Retype the entries below exactly, dropping the images.

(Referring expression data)
============

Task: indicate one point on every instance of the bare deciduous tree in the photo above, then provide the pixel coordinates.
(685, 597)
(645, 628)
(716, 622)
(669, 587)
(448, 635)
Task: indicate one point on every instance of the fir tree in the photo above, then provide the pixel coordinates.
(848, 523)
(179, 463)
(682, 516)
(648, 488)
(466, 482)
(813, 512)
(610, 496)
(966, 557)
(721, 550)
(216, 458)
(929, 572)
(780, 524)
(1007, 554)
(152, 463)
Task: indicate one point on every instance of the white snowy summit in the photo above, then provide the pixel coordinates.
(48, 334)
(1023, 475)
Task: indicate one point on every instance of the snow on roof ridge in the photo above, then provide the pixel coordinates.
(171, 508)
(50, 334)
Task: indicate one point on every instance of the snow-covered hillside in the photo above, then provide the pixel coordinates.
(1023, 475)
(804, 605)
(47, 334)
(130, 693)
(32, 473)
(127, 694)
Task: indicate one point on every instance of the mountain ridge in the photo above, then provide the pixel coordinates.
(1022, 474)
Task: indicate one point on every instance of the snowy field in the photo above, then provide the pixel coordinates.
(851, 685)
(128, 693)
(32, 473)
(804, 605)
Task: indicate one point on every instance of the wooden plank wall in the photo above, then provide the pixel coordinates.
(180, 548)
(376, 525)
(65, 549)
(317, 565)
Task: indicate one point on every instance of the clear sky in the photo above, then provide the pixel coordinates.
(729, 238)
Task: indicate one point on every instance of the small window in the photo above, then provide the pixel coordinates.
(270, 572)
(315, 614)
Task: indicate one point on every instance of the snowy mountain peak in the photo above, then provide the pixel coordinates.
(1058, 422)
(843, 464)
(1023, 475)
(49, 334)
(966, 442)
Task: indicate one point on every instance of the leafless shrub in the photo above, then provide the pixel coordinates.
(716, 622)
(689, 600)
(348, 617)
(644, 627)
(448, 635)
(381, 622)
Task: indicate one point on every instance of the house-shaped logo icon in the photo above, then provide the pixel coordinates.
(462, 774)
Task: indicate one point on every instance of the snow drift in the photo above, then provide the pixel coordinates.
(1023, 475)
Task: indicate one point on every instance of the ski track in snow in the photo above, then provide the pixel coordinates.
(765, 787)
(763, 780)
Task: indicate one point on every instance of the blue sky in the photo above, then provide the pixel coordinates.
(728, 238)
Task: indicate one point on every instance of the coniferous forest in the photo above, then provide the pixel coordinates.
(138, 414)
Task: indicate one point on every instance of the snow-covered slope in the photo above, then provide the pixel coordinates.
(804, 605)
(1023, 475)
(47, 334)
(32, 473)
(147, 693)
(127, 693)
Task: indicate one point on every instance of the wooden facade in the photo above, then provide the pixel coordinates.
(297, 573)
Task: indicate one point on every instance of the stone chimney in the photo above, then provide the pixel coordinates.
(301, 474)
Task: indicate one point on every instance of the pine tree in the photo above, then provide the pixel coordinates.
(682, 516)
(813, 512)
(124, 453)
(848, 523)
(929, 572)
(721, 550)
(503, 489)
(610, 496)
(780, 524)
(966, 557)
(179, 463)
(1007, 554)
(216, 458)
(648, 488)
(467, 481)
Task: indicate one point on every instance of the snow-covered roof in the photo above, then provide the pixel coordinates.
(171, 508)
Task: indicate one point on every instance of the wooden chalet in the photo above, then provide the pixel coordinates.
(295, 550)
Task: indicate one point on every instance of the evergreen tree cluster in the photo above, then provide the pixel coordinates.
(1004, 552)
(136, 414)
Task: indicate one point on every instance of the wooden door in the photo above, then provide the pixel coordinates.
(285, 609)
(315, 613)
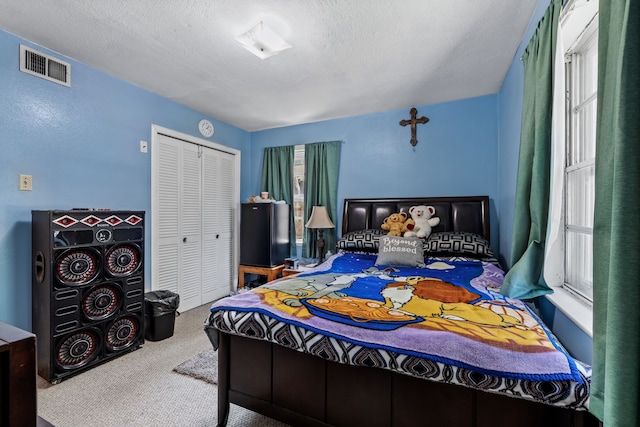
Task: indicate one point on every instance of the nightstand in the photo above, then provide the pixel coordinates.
(290, 271)
(270, 272)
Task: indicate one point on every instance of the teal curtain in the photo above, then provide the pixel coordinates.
(525, 279)
(277, 179)
(615, 396)
(322, 166)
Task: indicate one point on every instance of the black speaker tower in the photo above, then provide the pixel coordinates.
(87, 288)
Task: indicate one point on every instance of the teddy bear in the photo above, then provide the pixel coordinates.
(423, 221)
(394, 223)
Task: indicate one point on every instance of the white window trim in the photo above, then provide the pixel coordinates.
(573, 21)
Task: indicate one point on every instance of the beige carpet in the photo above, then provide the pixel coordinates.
(141, 389)
(203, 366)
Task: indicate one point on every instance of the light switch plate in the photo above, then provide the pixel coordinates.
(25, 182)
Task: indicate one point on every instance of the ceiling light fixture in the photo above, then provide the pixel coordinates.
(262, 41)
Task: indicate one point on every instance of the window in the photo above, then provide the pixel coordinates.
(298, 192)
(581, 101)
(569, 249)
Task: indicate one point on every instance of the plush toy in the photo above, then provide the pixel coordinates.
(421, 215)
(394, 223)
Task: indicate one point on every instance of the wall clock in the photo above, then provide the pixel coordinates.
(205, 127)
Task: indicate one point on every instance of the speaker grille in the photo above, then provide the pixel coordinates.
(122, 260)
(122, 333)
(101, 302)
(77, 349)
(77, 267)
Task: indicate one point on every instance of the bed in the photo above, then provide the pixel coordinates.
(378, 336)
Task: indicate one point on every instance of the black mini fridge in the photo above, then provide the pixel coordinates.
(264, 234)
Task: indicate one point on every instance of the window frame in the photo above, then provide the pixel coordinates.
(298, 197)
(578, 25)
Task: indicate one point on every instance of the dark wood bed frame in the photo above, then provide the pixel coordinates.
(306, 390)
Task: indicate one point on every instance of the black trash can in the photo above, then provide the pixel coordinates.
(161, 308)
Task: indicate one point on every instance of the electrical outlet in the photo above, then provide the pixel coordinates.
(25, 182)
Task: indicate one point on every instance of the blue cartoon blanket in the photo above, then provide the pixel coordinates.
(449, 313)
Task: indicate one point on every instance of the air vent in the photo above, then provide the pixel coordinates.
(45, 66)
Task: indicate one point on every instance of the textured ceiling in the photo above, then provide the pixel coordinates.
(349, 57)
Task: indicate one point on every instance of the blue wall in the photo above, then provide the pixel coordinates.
(456, 154)
(81, 145)
(509, 103)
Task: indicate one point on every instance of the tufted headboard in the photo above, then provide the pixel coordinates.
(467, 213)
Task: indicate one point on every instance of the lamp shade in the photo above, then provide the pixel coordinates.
(319, 218)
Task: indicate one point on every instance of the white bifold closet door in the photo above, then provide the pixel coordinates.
(194, 205)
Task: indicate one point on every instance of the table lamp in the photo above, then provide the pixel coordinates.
(320, 220)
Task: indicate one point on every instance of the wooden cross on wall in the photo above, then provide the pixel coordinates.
(413, 123)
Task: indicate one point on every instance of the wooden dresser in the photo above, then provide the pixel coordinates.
(18, 377)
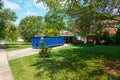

============

» **Response to this exercise**
Task: indicate one point on every instance of the bare deciduous tree in the photo above, then provide the pixel coordinates.
(685, 597)
(645, 628)
(716, 622)
(669, 587)
(448, 635)
Task: indicate one point on every instance of the fir tree in the photo above, then provide the pixel coordinates.
(848, 523)
(179, 463)
(682, 516)
(648, 488)
(466, 482)
(813, 512)
(610, 496)
(966, 557)
(721, 550)
(216, 458)
(929, 572)
(780, 524)
(1007, 554)
(152, 463)
Task: indicate one point on every instance of the white snowy summit in the photo above, then provide the pixel coordinates.
(48, 334)
(1023, 475)
Task: indicate one point on every instance of the snow on roof ridge in the photo above, then provide the pixel coordinates.
(171, 508)
(50, 334)
Task: indicate one point on every instance of the snow-covered hillside in the photo above, then provide the pixel coordinates.
(1023, 475)
(804, 605)
(47, 334)
(130, 693)
(32, 473)
(127, 694)
Task: indicate one point on every instance of the mountain ridge in the photo above, then provide the pixel coordinates.
(1022, 474)
Task: indicate one point on every instance of the snowy field in the photo above, then provide the pixel coordinates.
(851, 685)
(128, 693)
(32, 473)
(804, 605)
Task: indicate one point on every instance of the wooden plank wall in the photo above, then provide the pixel coordinates.
(180, 548)
(376, 525)
(65, 549)
(317, 565)
Task: indicate one point on every instance of the clear sky in the photo above, then provide the pixel coordinates.
(729, 238)
Task: indicate one point on every instance of the small window in the photo above, then provide the pixel coordinates.
(270, 572)
(315, 614)
Task: indicate one point on every instance of the snowy mountain peak in the photo above, then provide the pixel coordinates.
(1058, 422)
(843, 464)
(1023, 475)
(49, 334)
(966, 442)
Task: indicate one point on every instance of the leafless shrub in the photo above, then provide the pixel coordinates.
(716, 622)
(689, 600)
(348, 617)
(644, 627)
(448, 635)
(381, 622)
Task: indicate one point on every instance of the house-shaped logo icon in the photo above, then provide the pixel coordinates.
(462, 774)
Task: indicate one point on every instance of the snow drift in the photo above, then provide the pixel coordinates.
(1023, 475)
Task: indicate one point on every instance of the ski track in snow in the photo above, then provide the pixel coordinates.
(765, 787)
(763, 780)
Task: indicate one point on every instance of the blue sky in the photo above, then provide the pixel coordinates.
(728, 238)
Task: indicate one point on every instance of the coniferous forest in the photo above, then provide the pixel coordinates.
(138, 414)
Task: indicate one point on every instance of the snow-covered slope in the photo above, then provide the pixel coordinates.
(804, 605)
(1023, 475)
(47, 334)
(32, 473)
(147, 693)
(127, 693)
Task: indicate one point on every instance of the wooden facade in the photo above, then provide the pixel coordinates.
(297, 573)
Task: indicate one point on every instance of the stone chimney in the photo above, then provide the pixel coordinates.
(301, 474)
Task: indicate one point on every instance of the pine tree in the photo above, then provide the pixel coordinates.
(682, 516)
(813, 512)
(124, 453)
(848, 523)
(929, 572)
(721, 550)
(503, 489)
(610, 496)
(780, 524)
(966, 557)
(179, 463)
(1007, 554)
(216, 458)
(648, 488)
(467, 481)
Task: indicate one point on every instance of the snow-covered roof in the photo above, then provide the pixel coordinates.
(171, 508)
Task: indicate one point on every instance of the wooden chalet in the photo above, then provide the pixel coordinates.
(295, 550)
Task: indicate one point on every instance of the evergreen tree cluster in the photo above, then provide the pixel coordinates.
(1004, 552)
(136, 414)
Task: indicate one point on every instance of the wooden door in the photo above, then provide the pixel coordinates.
(285, 609)
(315, 613)
Task: indicate one point on every instance of the nightstand in the photo above, then provide the pixel coordinates.
(290, 271)
(270, 272)
Task: indicate one point on every instance of the teal curtain in the photo above, then provide the pixel coordinates.
(525, 279)
(277, 179)
(615, 396)
(322, 166)
Task: indicate one point on every instance of the black speaker tower in the photo above, then provide the pixel coordinates.
(87, 288)
Task: indicate one point on every instance of the teddy bear in the photo above, then provide the pixel coordinates.
(423, 221)
(394, 223)
Task: indicate one point on every instance of the white window trim in the photo above, then provide the pixel coordinates.
(573, 21)
Task: indicate one point on every instance of the beige carpet in the photo above, then provide the pixel coordinates.
(141, 389)
(203, 366)
Task: indicate one point on every instance of the light switch plate in the photo above, then provide the pixel coordinates.
(25, 182)
Task: indicate one point on every instance of the ceiling light fixture in the photo above, then provide the pixel coordinates.
(262, 41)
Task: indicate one point on every instance of the window in the photo above, then provide the pixel coordinates.
(298, 192)
(581, 101)
(569, 249)
Task: indicate one point on every instance of the plush toy in the photo above, then provide the pixel coordinates.
(421, 215)
(394, 223)
Task: indicate one point on every instance of the wall clock in the photo above, then provide the pixel coordinates.
(205, 127)
Task: indicate one point on every instance of the speaker grille in the photo above, then provide the pixel coordinates.
(122, 260)
(122, 333)
(101, 302)
(77, 349)
(77, 267)
Task: indicate one point on every instance of the bed in the photo above, then provide the pixel coordinates.
(378, 336)
Task: indicate one point on every instance of the black mini fridge in the photo above, then provide the pixel coordinates.
(264, 234)
Task: indicate one point on every instance of the window frame in the photo above, then provide the pixel coordinates.
(298, 197)
(578, 25)
Task: indicate one point on every instance of the dark wood bed frame in the photo above, then provide the pixel coordinates.
(306, 390)
Task: indicate one point on every instance of the black trash can in the photo above, then provide the pixel coordinates.
(161, 308)
Task: indicate one point on every instance of the electrical outlet in the photo above, then provide the pixel coordinates.
(25, 182)
Task: indicate one point on every instance of the blue cartoon blanket in the photo above, then provide the pixel coordinates.
(449, 313)
Task: indicate one point on every instance of the air vent in the photo above, then provide the pixel coordinates.
(45, 66)
Task: indicate one point on every instance of the textured ceiling in the photo above, then provide the pixel coordinates.
(349, 57)
Task: indicate one point on every instance of the blue wall in the photo above, then provide the pixel coordinates.
(456, 154)
(81, 145)
(509, 103)
Task: indicate one point on every instance of the tufted headboard in the photo above, then provide the pixel coordinates.
(467, 213)
Task: indicate one point on every instance of the lamp shade in the photo above, then provide the pixel coordinates.
(319, 218)
Task: indicate one point on every instance of the white bifold closet door in the photo above, then provide the pixel coordinates.
(194, 205)
Task: indicate one point on every instance of the table lamp in the photo above, then provide the pixel coordinates.
(320, 220)
Task: indicate one point on every instance of the wooden cross on wall in the photo above, then provide the pixel coordinates.
(413, 123)
Task: indicate one point on every instance of the wooden dresser in the photo above, then provide the pixel coordinates.
(18, 377)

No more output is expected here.